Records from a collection
_ _ _ _ _
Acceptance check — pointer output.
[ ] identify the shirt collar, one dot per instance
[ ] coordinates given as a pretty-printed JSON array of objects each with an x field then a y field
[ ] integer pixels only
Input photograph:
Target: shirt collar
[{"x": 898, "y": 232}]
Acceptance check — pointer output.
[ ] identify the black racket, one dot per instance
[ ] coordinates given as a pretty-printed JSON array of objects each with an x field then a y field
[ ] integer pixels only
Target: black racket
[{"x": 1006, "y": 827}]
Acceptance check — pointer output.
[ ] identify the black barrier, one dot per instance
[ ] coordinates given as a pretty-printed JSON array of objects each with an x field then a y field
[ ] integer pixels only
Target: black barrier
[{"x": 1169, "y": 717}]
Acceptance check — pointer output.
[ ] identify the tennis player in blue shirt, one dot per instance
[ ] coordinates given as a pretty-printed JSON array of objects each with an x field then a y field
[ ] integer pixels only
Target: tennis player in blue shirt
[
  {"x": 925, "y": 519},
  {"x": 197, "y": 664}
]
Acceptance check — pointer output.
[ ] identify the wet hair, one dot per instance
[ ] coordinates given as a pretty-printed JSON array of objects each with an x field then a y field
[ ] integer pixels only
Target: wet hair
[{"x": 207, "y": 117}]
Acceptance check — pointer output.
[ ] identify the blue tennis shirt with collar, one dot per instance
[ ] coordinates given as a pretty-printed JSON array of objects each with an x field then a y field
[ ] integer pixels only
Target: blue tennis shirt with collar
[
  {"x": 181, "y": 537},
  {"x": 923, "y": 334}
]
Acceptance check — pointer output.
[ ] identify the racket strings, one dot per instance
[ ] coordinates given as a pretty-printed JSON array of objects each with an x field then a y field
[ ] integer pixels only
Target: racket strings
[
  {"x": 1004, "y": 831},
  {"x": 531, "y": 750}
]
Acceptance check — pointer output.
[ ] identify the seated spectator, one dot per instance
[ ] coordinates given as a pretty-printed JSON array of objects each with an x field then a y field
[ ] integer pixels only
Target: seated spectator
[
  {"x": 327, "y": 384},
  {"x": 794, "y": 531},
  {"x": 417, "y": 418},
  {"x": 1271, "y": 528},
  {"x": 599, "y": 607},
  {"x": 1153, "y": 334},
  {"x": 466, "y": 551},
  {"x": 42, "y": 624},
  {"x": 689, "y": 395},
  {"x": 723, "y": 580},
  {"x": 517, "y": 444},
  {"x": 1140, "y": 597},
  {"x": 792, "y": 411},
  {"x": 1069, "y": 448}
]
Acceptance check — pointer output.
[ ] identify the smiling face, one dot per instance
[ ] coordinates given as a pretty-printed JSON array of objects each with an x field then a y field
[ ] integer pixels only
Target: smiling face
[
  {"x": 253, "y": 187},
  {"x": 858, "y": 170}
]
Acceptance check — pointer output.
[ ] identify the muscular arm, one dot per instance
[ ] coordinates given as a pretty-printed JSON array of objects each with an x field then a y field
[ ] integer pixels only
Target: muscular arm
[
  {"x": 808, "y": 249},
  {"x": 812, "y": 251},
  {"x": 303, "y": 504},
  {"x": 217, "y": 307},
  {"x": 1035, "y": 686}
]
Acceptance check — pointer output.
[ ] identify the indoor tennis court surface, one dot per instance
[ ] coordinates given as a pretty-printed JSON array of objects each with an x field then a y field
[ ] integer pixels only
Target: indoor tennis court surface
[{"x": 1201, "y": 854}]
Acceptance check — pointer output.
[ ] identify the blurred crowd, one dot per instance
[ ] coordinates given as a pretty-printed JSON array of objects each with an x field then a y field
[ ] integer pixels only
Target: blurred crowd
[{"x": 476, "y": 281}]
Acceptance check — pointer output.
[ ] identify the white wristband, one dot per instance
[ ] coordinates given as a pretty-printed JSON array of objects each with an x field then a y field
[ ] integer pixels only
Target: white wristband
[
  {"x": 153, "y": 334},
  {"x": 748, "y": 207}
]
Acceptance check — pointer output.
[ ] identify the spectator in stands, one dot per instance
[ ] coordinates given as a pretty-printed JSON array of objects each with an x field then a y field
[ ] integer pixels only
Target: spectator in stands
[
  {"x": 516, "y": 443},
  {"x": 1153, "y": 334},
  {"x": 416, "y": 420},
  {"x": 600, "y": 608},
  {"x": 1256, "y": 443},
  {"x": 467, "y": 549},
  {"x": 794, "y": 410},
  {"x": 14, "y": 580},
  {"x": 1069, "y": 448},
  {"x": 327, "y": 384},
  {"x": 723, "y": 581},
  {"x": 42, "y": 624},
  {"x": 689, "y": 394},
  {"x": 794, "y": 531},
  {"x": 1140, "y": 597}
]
_ _ _ _ _
Repeat every line of the material exactly as given.

- _Answer to the problem_
Acceptance check — pointer output.
[ ] identify the shirt collar, one dot per instance
[ ] coordinates given as a pretty-printed JSON array of objects each with an x field then a y field
[ ] integer pixels only
Input photograph:
Target: shirt collar
[{"x": 898, "y": 232}]
Acceptance check — pointer output.
[ ] identify the black racket, one dot per instance
[ ] coordinates given as a pretty-printed JSON array of objects each with an x field then a y field
[ ] integer pixels only
Target: black racket
[{"x": 1006, "y": 827}]
Acceptance check — pointer output.
[ ] identify the black barrier, one dot per instance
[ ] coordinates given as a pretty-printed JSON array of objects each with an x field then a y field
[ ] integer pixels only
Target: black barrier
[{"x": 1169, "y": 717}]
Acceptance check — pointer output.
[ ] identify the tennis player in blue shirt, one dot per instance
[ ] coordinates given as a pretty-printed JSON array of objects each with an x field then a y field
[ ] integer pixels only
Target: tennis player in blue shirt
[
  {"x": 925, "y": 519},
  {"x": 197, "y": 664}
]
Acceptance check — pointer output.
[ ] identify the wet hair, one dot per instance
[ ] coordinates given as a pretty-printed JSON array of objects each with an x field then a y field
[ ] integer pixels only
Target: wet hair
[{"x": 207, "y": 117}]
Acceptance check — pointer output.
[ ] identify the blue tennis shirt with collar, one dot per instance
[ ] coordinates given as a pretty-printed JSON array of objects each with an x field then a y field
[ ] integer pixels only
Target: blue tennis shirt with collar
[
  {"x": 181, "y": 537},
  {"x": 923, "y": 334}
]
Acceptance check — pointer output.
[ ] identify the racket strings, one dot per instance
[ ] coordinates given as a pretty-printed JSON array of objects each with an x field then a y field
[ ] integer pixels only
Target: racket strings
[
  {"x": 1004, "y": 831},
  {"x": 531, "y": 750}
]
Acceptance check — pointer output.
[ ] identify the seated spectator, one dot per instance
[ ] coordinates given as a pretty-printed JSON array of objects each with an x field then a y field
[ ] integer pixels only
Target: seated spectator
[
  {"x": 327, "y": 384},
  {"x": 794, "y": 531},
  {"x": 417, "y": 418},
  {"x": 1271, "y": 528},
  {"x": 599, "y": 607},
  {"x": 1153, "y": 334},
  {"x": 466, "y": 551},
  {"x": 42, "y": 624},
  {"x": 689, "y": 395},
  {"x": 723, "y": 580},
  {"x": 517, "y": 444},
  {"x": 1140, "y": 597},
  {"x": 792, "y": 411},
  {"x": 1069, "y": 448}
]
Acceptance check — pointer output.
[ ] identify the smiling face, one dot per instance
[ ] coordinates given as a pretty-printed JSON array of objects each with an x field then a y field
[ ] integer pixels only
Target: smiling face
[
  {"x": 253, "y": 187},
  {"x": 858, "y": 170}
]
Acceptance check — pointer output.
[ ] identify the muscular arm, one dot per instance
[ ] coordinates given as a pretty-printed JSON array of objects each with an x field then a y field
[ ] integer pixels only
Target: muscular arm
[
  {"x": 808, "y": 249},
  {"x": 812, "y": 251},
  {"x": 303, "y": 504},
  {"x": 217, "y": 307},
  {"x": 1035, "y": 686}
]
Acceptance check — pointer output.
[ ] identify the indoor tennis court surface, one dot per instance
[ ] coordinates given as a pretty-printed JSON array of objects each with an x field then a y field
[ ] integer pixels only
Target: indoor tennis court surface
[{"x": 1201, "y": 854}]
Acceptance check — pointer output.
[ ] identify the blurred crowd, one dot per instance
[ ] coordinates given as a pretty-printed JSON array of objects each with an x field then a y field
[ ] integer pixels only
Target: blurred crowd
[{"x": 476, "y": 281}]
Acceptance check — pointer output.
[ ] identify the white wristband, one dot per instance
[ ] coordinates given as a pretty-printed JSON array of objects each with an x field then a y field
[ ] integer pixels only
Target: white wristband
[
  {"x": 153, "y": 334},
  {"x": 748, "y": 207}
]
Acceptance check — pointer output.
[ ] identify the spectator in stands, one dot per instance
[ ] coordinates given as a pretty-printed JSON array of objects each with an x field then a y field
[ ] integer pixels only
Target: spectator in stands
[
  {"x": 516, "y": 443},
  {"x": 1153, "y": 334},
  {"x": 416, "y": 420},
  {"x": 600, "y": 608},
  {"x": 1256, "y": 443},
  {"x": 467, "y": 549},
  {"x": 794, "y": 410},
  {"x": 14, "y": 580},
  {"x": 1069, "y": 448},
  {"x": 327, "y": 384},
  {"x": 723, "y": 581},
  {"x": 42, "y": 624},
  {"x": 689, "y": 394},
  {"x": 794, "y": 531},
  {"x": 1140, "y": 597}
]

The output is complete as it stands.